## To do
Copy every line of the listing below word for word. Leave out the pictures.

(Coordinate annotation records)
= = = = =

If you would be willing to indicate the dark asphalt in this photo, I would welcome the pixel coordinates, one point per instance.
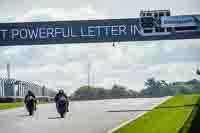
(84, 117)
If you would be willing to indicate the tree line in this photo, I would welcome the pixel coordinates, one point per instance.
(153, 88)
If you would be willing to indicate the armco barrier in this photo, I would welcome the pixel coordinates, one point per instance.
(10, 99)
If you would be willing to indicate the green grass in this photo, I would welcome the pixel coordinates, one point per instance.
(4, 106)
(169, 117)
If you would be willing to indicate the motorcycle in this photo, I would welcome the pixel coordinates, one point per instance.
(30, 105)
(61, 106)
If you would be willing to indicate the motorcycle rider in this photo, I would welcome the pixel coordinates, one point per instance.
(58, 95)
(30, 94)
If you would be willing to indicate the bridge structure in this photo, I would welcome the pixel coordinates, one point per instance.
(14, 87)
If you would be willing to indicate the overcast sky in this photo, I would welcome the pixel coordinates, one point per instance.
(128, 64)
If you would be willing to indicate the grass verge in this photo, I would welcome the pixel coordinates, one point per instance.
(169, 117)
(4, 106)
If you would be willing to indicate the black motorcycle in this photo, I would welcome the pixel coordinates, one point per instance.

= = = = =

## Correct result
If you would be willing to indicate the dark asphalt in this photo, I would welcome the pixel coordinates, one point per instance.
(84, 117)
If you would be willing to indicate the tree line in this photo, I would welcome the pixel coordinates, one point per instance.
(153, 88)
If you would be willing to indicate the armco barrier in this photo, I would welcome the pixel coordinates, one point per instance.
(10, 99)
If you would be willing to indicate the green grass in this photo, I would welcome the pixel coordinates, one point per instance.
(4, 106)
(169, 117)
If you would be willing to indicate the motorcycle in this photo, I would welcome the pixel coordinates, one point per instance.
(30, 105)
(61, 106)
If you would be willing to indicate the motorcycle rider in this photo, I would welcome the pixel coordinates, one point per instance.
(58, 95)
(30, 94)
If you would be willing to indicate the bridge structure in this photo, I would welcome the pixel coordinates, one point per instance.
(14, 87)
If you would be willing to indicate the overcast sky in this photo, I would welcome the pixel coordinates, one point per instance.
(128, 64)
If you would be willing to indicate the grass verge in this photo, I would welcome the pixel coordinates, one point per instance.
(169, 117)
(4, 106)
If you would be willing to indicate the black motorcycle in this photo, I would welcome the pixel coordinates, one point per instance.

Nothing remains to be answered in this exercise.